使用之前
概述
- NNI是一个工具包。用户自己选择一种算法或网络模型,NNI可以有效地帮助用户设计并调优机器学习模型的神经网络结构(目前只支持NAS中的PPO Tuner)、参数输出lr、batch_size等
- NNI易于使用,可扩展,灵活高效
- NNI的训练平台可以是本机、远程服务器组或训练集群
主要概念
- trial:使用某一组配置的一次运行
- configuration:超参数的搜索范围(可以由用户手动选择)
- tuner:一种自动机器学习算法,为下一个trial生成新的超参数组合
- experiment:一次任务,由trial和tuner组成
- assessor:评估器,判断trial是否应该被提前终止
运行过程
开始一次experiment
自动超参数调优
定义搜索空间
{
"batch_size": {"_type":"choice", "_value": [16, 32, 64, 128]},
"hidden_size":{"_type":"choice","_value":[128, 256, 512, 1024]},
"lr":{"_type":"choice","_value":[0.0001, 0.001, 0.01, 0.1]},
"momentum":{"_type":"uniform","_value":[0, 1]}//动量:计算梯度的指数加权平均数,并以此来更新权重,它的运行速度几乎总是快于标准的梯度下降算法。

◆ ◆ ◆ ◆ ◆ ◆ ◆

输出要求 —
请把上面介绍NNI工具包的文本从头到尾完整提取出来,不作任何改动。 这些数据行与本项任务无关。

◆ ◆ ◆ ◆ ◆ ◆ ◆

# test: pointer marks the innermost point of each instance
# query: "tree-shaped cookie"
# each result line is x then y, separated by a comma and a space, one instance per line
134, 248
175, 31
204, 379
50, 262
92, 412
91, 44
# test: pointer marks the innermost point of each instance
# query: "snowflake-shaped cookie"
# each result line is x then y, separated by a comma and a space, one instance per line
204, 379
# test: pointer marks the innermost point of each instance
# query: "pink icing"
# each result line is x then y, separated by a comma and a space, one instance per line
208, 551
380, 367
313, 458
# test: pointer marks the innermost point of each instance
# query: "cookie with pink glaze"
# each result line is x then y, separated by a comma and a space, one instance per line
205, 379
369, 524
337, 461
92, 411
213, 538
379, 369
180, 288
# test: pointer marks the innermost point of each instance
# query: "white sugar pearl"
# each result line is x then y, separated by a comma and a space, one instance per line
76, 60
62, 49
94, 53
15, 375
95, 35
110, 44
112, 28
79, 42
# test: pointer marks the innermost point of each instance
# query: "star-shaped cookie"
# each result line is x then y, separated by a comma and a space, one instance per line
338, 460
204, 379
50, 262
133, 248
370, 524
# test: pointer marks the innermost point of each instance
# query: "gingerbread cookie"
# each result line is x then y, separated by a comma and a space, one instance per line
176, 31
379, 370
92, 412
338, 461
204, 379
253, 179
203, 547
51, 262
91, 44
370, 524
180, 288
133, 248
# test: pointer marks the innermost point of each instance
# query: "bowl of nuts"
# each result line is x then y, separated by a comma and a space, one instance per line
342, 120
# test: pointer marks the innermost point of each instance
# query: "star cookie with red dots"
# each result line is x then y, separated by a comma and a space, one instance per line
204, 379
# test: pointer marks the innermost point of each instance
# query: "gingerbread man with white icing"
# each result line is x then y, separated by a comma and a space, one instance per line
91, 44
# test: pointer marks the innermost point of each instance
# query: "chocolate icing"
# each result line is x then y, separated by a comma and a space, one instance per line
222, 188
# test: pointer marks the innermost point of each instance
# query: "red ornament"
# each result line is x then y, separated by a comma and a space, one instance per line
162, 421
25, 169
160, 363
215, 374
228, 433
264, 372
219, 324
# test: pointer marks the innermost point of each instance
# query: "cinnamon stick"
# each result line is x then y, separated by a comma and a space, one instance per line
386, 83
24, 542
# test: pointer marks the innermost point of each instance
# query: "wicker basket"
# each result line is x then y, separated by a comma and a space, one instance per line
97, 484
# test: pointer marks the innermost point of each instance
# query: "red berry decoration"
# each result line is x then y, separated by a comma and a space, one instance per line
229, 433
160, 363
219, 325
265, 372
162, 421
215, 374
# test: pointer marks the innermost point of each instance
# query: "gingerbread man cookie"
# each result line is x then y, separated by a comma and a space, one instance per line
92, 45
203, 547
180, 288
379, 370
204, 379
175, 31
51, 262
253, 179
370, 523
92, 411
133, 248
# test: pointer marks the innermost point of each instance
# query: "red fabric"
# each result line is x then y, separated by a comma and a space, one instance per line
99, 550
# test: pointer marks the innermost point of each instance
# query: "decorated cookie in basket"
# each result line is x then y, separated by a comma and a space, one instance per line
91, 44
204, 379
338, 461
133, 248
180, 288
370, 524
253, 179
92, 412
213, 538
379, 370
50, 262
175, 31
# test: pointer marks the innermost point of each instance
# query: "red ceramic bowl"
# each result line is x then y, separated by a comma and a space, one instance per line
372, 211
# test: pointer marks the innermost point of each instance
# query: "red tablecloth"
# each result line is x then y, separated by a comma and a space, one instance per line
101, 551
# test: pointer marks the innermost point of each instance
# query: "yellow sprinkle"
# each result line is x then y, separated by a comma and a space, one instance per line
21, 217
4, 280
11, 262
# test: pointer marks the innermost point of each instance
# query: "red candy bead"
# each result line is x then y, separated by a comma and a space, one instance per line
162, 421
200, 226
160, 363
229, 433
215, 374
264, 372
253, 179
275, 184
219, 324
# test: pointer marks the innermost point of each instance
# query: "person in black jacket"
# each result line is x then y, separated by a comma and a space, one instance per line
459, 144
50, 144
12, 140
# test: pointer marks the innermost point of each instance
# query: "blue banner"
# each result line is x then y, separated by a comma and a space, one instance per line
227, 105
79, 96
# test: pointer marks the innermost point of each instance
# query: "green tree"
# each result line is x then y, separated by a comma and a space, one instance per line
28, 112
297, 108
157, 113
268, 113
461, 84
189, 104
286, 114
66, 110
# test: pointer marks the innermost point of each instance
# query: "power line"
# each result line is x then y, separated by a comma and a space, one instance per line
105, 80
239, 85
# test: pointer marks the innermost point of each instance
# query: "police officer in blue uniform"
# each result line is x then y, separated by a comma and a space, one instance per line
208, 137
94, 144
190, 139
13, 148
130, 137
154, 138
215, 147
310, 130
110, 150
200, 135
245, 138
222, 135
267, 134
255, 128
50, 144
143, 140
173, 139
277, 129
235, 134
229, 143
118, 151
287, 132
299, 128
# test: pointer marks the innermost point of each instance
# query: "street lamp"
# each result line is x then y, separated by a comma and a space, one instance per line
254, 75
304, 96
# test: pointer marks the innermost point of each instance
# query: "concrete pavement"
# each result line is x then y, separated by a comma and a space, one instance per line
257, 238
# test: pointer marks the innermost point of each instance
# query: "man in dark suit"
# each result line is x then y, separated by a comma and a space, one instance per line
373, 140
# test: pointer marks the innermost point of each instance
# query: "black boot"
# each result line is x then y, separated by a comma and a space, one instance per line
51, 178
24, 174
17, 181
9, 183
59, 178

◆ ◆ ◆ ◆ ◆ ◆ ◆

参考答案 —
使用之前
概述
- NNI是一个工具包。用户自己选择一种算法或网络模型,NNI可以有效地帮助用户设计并调优机器学习模型的神经网络结构(目前只支持NAS中的PPO Tuner)、参数输出lr、batch_size等
- NNI易于使用,可扩展,灵活高效
- NNI的训练平台可以是本机、远程服务器组或训练集群
主要概念
- trial:使用某一组配置的一次运行
- configuration:超参数的搜索范围(可以由用户手动选择)
- tuner:一种自动机器学习算法,为下一个trial生成新的超参数组合
- experiment:一次任务,由trial和tuner组成
- assessor:评估器,判断trial是否应该被提前终止
运行过程
开始一次experiment
自动超参数调优
定义搜索空间
{
"batch_size": {"_type":"choice", "_value": [16, 32, 64, 128]},
"hidden_size":{"_type":"choice","_value":[128, 256, 512, 1024]},
"lr":{"_type":"choice","_value":[0.0001, 0.001, 0.01, 0.1]},
"momentum":{"_type":"uniform","_value":[0, 1]}//动量:计算梯度的指数加权平均数,并以此来更新权重,它的运行速度几乎总是快于标准的梯度下降算法。